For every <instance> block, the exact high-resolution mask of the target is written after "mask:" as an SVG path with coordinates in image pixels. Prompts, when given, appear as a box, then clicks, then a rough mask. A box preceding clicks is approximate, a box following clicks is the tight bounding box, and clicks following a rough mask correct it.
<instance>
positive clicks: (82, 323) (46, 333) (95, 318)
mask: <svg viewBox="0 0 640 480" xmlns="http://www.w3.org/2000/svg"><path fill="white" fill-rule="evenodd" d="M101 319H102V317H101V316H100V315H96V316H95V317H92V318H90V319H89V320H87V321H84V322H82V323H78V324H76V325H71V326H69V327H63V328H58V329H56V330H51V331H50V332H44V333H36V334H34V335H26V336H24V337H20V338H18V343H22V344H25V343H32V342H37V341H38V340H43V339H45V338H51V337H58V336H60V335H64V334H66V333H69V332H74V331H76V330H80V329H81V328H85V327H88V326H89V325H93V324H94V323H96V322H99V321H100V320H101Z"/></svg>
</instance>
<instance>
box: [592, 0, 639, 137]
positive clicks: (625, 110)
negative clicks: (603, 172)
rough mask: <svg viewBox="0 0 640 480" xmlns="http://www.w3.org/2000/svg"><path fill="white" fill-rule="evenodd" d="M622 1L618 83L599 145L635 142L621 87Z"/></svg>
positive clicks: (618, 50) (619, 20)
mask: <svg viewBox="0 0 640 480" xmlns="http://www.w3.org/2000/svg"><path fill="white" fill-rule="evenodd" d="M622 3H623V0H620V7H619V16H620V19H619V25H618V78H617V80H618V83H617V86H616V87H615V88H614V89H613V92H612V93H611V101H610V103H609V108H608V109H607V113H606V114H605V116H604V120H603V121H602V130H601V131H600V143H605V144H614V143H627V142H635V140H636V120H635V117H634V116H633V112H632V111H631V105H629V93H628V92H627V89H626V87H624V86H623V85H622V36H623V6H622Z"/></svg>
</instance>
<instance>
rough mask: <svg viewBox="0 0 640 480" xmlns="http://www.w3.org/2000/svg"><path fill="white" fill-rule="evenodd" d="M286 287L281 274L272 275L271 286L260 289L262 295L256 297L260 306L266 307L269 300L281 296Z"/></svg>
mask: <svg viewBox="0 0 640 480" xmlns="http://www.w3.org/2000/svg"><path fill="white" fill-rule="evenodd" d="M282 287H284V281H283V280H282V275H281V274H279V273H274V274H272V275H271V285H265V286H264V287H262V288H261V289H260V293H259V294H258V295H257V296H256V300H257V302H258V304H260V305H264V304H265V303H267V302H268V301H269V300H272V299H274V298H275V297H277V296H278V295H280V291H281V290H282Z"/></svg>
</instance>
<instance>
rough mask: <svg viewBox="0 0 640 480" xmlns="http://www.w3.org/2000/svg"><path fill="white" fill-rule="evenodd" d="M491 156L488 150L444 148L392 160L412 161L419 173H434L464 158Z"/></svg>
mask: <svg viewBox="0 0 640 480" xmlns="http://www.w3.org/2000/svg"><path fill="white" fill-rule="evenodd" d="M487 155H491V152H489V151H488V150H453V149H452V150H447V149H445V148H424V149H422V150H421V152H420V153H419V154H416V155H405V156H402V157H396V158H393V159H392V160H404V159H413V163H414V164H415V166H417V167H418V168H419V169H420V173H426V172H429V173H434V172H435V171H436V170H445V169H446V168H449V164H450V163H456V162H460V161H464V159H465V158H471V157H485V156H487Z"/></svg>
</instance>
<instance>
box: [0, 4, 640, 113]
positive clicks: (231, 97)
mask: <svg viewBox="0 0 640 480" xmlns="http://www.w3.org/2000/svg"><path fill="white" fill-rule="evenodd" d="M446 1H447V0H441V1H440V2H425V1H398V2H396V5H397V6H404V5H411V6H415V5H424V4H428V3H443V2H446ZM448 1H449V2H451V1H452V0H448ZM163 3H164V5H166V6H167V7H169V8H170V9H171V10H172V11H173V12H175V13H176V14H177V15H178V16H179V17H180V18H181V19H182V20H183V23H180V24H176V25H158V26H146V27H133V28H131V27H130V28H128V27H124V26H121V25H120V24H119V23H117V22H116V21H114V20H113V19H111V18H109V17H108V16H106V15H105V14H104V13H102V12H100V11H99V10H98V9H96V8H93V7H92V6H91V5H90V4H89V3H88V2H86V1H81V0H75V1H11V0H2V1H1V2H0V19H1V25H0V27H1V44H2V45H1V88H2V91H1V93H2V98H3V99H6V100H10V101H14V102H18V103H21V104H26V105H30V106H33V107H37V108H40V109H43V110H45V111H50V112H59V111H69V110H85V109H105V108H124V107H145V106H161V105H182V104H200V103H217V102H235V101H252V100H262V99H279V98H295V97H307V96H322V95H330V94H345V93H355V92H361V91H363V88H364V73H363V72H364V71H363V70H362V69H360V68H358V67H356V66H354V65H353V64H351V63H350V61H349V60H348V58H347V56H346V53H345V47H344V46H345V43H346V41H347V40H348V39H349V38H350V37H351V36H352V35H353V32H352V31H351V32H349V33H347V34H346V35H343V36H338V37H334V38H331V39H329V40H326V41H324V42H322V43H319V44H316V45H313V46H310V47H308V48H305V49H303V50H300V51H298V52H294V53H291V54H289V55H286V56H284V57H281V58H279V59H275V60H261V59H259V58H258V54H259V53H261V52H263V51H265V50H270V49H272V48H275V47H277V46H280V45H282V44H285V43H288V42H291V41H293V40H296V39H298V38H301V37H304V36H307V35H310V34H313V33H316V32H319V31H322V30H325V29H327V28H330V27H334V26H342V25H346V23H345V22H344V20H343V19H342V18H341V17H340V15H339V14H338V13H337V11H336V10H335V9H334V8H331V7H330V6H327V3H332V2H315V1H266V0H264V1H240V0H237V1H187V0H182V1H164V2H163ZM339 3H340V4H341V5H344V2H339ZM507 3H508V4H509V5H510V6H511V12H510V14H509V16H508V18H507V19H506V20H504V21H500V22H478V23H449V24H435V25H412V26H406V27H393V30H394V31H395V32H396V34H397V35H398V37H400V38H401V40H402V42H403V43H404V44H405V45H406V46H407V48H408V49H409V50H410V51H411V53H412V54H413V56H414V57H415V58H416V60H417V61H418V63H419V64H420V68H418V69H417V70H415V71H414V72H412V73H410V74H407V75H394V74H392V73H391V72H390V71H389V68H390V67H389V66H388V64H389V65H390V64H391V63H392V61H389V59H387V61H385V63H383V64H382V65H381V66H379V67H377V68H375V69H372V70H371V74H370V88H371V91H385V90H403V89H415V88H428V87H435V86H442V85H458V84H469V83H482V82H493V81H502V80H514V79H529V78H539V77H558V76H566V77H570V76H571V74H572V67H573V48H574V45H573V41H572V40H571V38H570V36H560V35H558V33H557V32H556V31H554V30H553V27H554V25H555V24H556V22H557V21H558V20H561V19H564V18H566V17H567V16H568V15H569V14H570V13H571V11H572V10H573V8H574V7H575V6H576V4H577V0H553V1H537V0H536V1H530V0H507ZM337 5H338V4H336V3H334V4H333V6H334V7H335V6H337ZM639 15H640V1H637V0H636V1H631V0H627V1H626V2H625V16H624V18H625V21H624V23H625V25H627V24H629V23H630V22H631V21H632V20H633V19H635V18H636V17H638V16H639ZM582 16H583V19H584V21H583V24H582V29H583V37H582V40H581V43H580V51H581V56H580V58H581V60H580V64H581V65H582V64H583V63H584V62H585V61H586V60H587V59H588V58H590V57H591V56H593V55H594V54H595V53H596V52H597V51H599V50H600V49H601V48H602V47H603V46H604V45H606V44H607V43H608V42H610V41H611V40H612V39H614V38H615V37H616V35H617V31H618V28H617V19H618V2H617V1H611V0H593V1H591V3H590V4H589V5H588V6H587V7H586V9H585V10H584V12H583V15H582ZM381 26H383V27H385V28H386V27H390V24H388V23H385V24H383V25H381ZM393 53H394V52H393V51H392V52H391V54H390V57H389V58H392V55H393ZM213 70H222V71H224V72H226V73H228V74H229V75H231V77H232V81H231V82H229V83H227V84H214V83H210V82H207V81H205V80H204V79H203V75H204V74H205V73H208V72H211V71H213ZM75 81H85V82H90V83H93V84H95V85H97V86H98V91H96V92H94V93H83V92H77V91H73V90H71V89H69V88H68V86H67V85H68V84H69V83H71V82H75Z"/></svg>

○ ○ ○

Reproduce word for word the material above, starting with the line that has "box: [592, 0, 639, 137]" and stopping after the line that has "1L618 83L599 145L635".

■ WRITTEN SOLUTION:
box: [592, 0, 639, 137]
positive clicks: (625, 110)
negative clicks: (603, 172)
rough mask: <svg viewBox="0 0 640 480" xmlns="http://www.w3.org/2000/svg"><path fill="white" fill-rule="evenodd" d="M622 1L618 83L599 145L635 142L621 87Z"/></svg>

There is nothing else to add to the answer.